Work to be completed: Count the lines in the material below that contain the string "background" with the same capitalization, and reply with only that number.

[BEGIN Input rows]

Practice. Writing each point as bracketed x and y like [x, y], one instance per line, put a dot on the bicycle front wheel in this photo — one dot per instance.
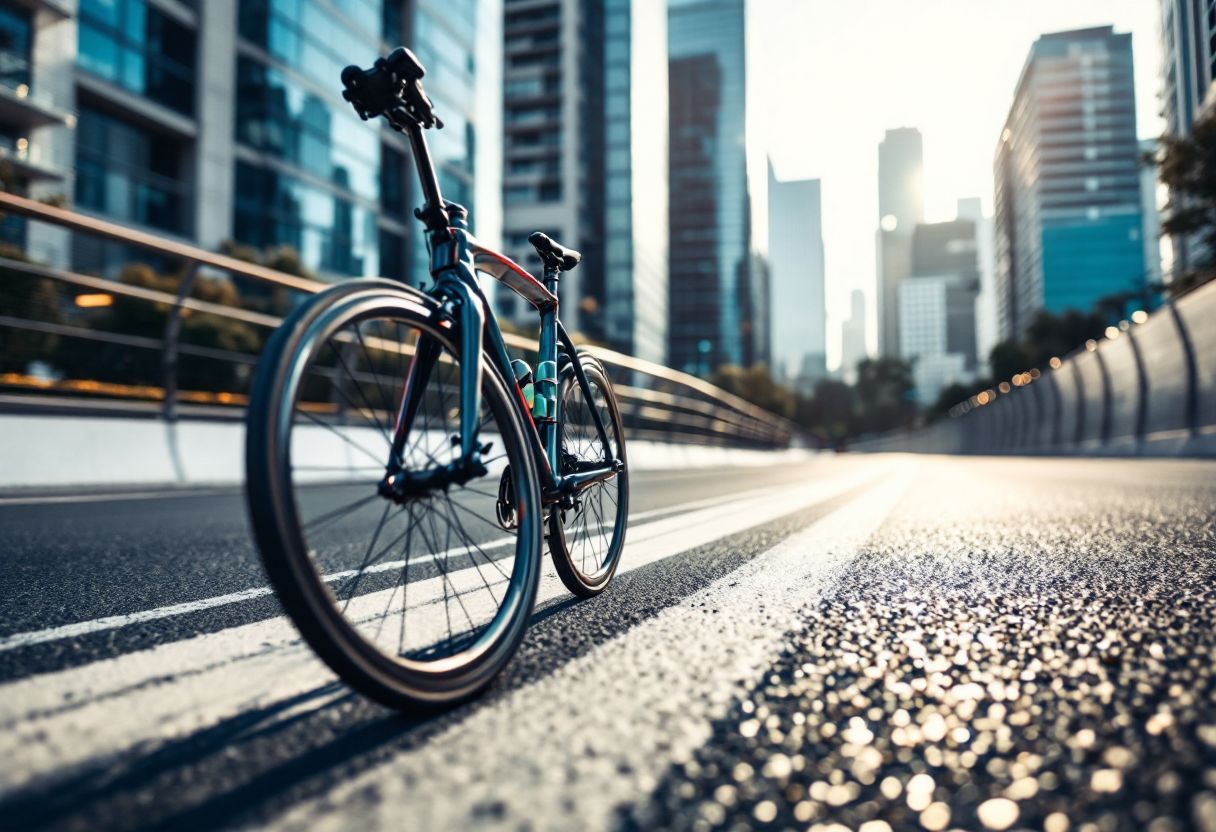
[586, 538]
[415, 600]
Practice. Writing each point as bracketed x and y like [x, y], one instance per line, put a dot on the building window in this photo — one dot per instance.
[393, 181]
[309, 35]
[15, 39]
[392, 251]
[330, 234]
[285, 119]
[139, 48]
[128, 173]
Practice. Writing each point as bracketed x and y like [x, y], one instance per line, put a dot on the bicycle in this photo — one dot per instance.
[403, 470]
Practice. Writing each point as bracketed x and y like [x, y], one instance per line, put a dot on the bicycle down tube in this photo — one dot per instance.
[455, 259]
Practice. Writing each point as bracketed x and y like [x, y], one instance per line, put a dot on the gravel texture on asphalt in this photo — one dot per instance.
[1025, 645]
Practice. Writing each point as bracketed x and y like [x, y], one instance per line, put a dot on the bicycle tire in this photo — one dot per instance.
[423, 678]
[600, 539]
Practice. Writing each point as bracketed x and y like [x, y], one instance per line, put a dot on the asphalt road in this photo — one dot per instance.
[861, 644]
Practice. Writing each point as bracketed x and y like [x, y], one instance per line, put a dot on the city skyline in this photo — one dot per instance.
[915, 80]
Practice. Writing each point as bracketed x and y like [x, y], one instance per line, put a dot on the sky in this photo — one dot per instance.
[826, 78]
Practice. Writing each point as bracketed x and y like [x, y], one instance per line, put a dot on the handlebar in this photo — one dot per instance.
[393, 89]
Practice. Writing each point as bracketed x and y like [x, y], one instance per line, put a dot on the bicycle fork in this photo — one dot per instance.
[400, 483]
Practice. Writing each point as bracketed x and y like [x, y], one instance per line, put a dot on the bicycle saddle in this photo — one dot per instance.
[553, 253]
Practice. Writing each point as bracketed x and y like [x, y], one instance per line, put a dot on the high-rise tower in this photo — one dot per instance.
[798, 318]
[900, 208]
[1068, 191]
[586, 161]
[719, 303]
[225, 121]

[END Input rows]
[BEGIN Input rows]

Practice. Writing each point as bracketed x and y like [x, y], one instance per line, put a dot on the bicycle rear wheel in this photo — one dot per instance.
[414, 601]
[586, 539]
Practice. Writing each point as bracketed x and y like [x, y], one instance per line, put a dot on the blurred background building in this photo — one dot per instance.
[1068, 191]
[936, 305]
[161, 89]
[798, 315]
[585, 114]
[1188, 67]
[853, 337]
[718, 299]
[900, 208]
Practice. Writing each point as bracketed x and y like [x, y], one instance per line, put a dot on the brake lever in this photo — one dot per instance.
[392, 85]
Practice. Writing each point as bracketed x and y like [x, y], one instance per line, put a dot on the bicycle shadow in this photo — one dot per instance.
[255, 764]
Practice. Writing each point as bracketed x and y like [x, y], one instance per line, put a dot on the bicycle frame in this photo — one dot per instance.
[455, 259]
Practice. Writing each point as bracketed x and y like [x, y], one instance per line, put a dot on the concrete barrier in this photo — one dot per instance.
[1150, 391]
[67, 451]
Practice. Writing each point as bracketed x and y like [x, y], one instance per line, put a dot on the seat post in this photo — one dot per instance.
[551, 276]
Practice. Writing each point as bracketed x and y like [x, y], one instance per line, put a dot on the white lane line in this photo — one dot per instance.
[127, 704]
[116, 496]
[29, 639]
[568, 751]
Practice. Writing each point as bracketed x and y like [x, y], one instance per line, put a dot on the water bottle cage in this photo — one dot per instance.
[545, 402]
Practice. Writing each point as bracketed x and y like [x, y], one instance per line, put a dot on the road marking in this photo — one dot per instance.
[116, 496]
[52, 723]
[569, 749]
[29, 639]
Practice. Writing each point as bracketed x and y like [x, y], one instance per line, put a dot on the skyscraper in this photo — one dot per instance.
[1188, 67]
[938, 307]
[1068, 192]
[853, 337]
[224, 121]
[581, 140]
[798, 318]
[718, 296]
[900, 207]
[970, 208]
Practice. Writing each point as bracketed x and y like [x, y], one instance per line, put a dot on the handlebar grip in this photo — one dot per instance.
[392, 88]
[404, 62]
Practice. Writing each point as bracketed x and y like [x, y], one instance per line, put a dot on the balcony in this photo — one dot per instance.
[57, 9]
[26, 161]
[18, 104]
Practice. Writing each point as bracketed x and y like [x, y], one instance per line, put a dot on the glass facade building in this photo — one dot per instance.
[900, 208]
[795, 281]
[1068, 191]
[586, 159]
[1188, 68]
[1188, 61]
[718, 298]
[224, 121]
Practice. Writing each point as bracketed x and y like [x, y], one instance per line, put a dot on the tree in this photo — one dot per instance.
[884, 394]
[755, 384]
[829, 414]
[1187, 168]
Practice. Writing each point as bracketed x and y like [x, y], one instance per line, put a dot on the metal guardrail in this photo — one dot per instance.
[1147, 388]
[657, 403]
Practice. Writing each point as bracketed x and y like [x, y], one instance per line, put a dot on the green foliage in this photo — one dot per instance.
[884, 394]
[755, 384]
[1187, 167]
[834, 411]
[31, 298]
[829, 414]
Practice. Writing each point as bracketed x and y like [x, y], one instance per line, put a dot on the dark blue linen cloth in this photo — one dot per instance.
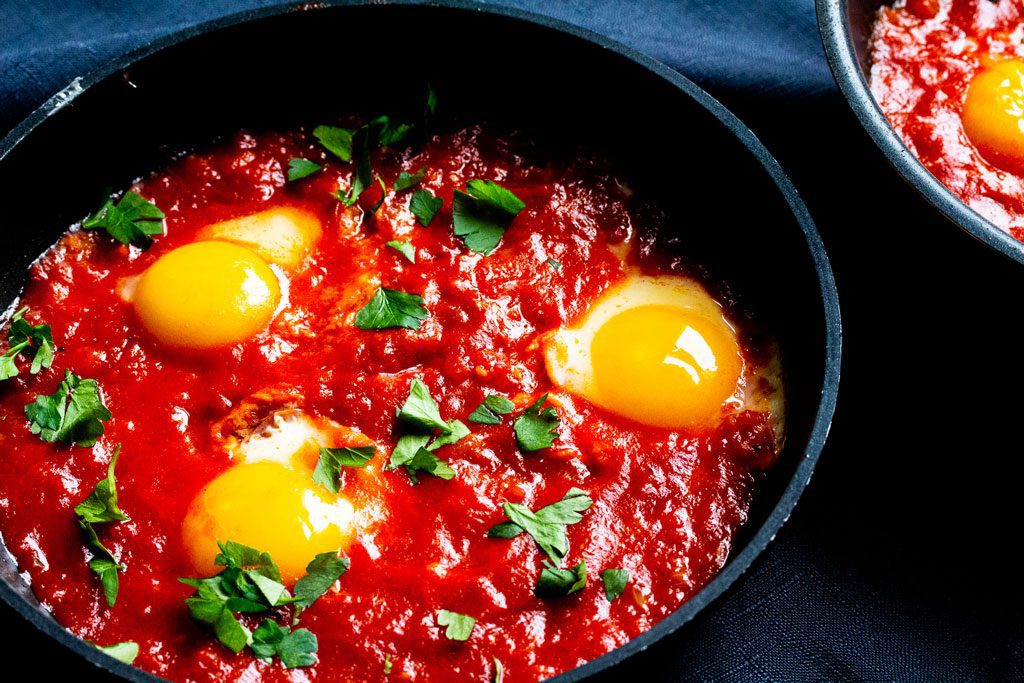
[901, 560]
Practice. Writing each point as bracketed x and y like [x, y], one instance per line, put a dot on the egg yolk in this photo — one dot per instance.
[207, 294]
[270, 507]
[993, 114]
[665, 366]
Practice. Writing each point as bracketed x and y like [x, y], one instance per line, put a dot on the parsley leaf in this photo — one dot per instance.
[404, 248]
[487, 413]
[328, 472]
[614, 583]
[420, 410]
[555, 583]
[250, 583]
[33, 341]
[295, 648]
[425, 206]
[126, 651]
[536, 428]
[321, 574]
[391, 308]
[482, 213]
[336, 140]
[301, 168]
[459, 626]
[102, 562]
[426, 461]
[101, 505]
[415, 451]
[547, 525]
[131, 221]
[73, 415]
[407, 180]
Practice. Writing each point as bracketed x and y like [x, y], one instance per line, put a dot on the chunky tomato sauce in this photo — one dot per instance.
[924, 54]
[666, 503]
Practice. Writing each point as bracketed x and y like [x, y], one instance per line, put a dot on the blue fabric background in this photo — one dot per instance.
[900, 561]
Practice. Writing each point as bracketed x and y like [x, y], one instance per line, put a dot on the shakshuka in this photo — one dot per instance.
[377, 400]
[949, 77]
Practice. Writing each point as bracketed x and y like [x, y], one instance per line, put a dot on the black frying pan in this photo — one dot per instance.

[END Input rows]

Written response: 2